▸ **Source extract**
It's sounding like they would probably not be best suited for this community tank. I don't want to go to all the trouble of getting these things just to have them start murdering my fish and crawdads or being murdered by them, and if they prove incompatible I have nowhere else to put them. I sent an e-mail to Dr. Bauer, so I'll see what he has to say (I misspelled ohione in that e-mail too; how embarrassing!), but the outlook seems bleak. Oh well, it was just a stray idea anyways.
We still get occasional eels in the middle parts of the Cumberland and Tennessee, so anything's possible, I suppose. But it does seem like it would be pretty hard for shrimp to make much headway in the Mississippi's main channel.
#8 Guest_itsme_*
Posted 22 February 2008 - 01:47 PM
You're right, Itsme, I got the specific epithet mixed up (I oughtta look before I type). But the genus is Macrobrachium ("big arm") rather than Macrobranchium ("big gill").
Oh, thanks! I've been misspelling that for a long time.
#9 Guest_itsme_*
Posted 22 February 2008 - 05:21 PM
Hey Newt,
I would contact Ray Bauer:
http://www.ucs.louis...rtb6933/shrimp/
He was one of the speakers at the Missouri Convention is just an all around great guy. It seems to me that he would be pickled to talk to someone interested in these shrimp. His website might focus on Caribbean shrimps, but don't let that distract you. He is THE shrimp man
Todd
Oh, I'm connecting the dots, finally Did Ray Bauer talk about M ohione? Was Chris there with his video camera? Any handouts? Sorry I missed that! Did anyone see M ohione on the collecting trips? Photos? Thanks!
Mark
#10 Guest_Canadiancray_*
Posted 05 April 2008 - 11:03 PM
#11 Guest_Irate Mormon_*
Posted 06 April 2008 - 11:07 PM
I would contact Ray Bauer:
Wasn't that the kid who got hit by a train in the movie "Stand By Me" ? Based on the Steven King novella "The Body".

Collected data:

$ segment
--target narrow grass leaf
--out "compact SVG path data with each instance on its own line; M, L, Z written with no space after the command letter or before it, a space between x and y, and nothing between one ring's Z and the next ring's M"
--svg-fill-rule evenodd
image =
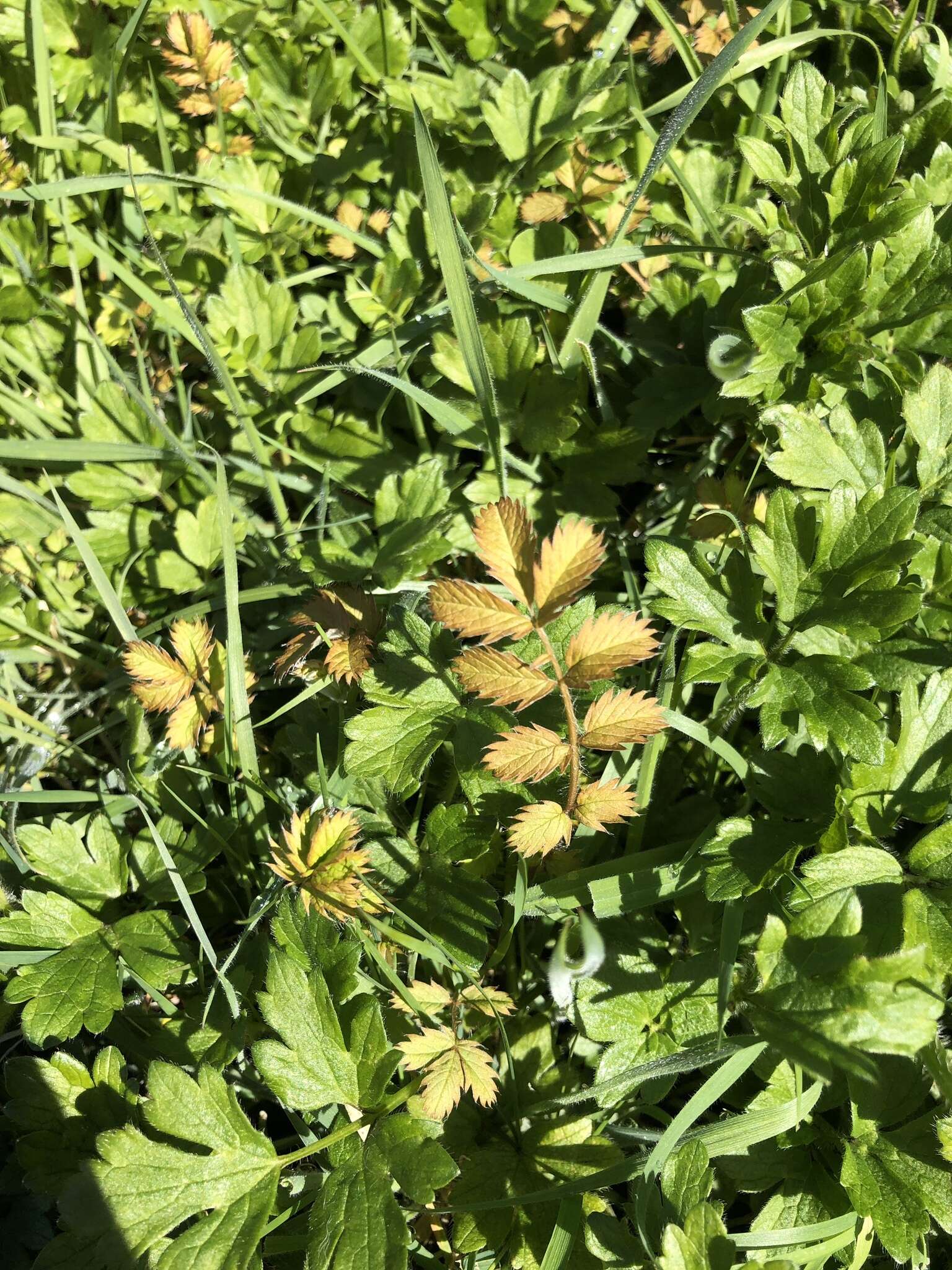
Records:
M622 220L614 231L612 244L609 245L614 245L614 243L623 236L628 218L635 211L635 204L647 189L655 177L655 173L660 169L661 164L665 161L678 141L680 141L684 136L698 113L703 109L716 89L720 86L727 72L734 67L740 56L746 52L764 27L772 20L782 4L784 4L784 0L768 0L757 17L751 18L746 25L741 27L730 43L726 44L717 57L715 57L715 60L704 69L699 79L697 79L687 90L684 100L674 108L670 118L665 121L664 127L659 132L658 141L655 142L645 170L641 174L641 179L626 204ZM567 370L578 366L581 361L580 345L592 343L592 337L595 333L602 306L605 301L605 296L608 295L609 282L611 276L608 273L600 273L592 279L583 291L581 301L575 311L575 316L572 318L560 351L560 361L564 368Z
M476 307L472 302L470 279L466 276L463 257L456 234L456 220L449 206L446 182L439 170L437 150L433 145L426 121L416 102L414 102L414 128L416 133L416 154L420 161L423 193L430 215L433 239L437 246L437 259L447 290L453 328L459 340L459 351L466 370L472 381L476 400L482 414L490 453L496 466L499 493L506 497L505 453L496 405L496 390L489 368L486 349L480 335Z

▸ **Work required**
Continue the forum thread about river shrimp from the point where it stops.

▸ **Task response**
Sorry for the derail. Talk amongst yourselves.
#12 Guest_NKJohnson_*
Posted 06 April 2008 - 11:18 PM
#13 Guest_Ouassous_*
Posted 17 August 2008 - 02:28 PM
#14 Guest_Newt_*
Posted 18 August 2008 - 09:18 AM
The only Macrobrachium I see around here are the Asian species that some of the local farmers raise in their ponds.
#15 Guest_centrarchid_*
Posted 18 August 2008 - 02:46 PM
I have not, and I am not aware of anyone who has caught them in Tennessee. I suppose they must be in our section of the Mississippi mainstem, but I doubt they make it into the Tennessee and Cumberland systems past the first dams.
The only Macrobrachium I see around here are the Asian species that some of the local farmers raise in their ponds.
I have seen them in the lower Ohio River upstream of the the Cumberland Tennessee confluences.
In housing them, I think they do better without structure.
#16 Guest_Ouassous_*
Posted 18 August 2008 - 10:59 PM
This is the map of M. ohione distribution in the Mississippi River system from Dr. Bauer's river shrimp research page:I have seen them in the lower Ohio River upstream of the the Cumberland Tennessee confluences.
Black line = present day distribution; red dots = pre-1930's
Some more insight on distribution from Missouri Conservationist Online:
Once common in the Mississippi River below St. Louis, where commercial fisheries once existed near Chester and Cairo, Ill., Ohio shrimp were thought to be extirpated (locally extinct) in the Mississippi River bordering Missouri and Illinois since 1962. In 1991, however , Conservation Department biologists and a student from Southern Illinois University rediscovered them.
Edited by Ouassous, 18 August 2008 - 11:01 PM.
#17 Guest_centrarchid_*
Posted 19 August 2008 - 06:44 AM
Poly, W.J., and J.E. Wetzel. 2002. The Ohio shrimp, Macrobrachium ohione (Palaemonidae), in the Ohio River of Illinois. Transactions of the Illinois State Academy of Science 95(1):65-66.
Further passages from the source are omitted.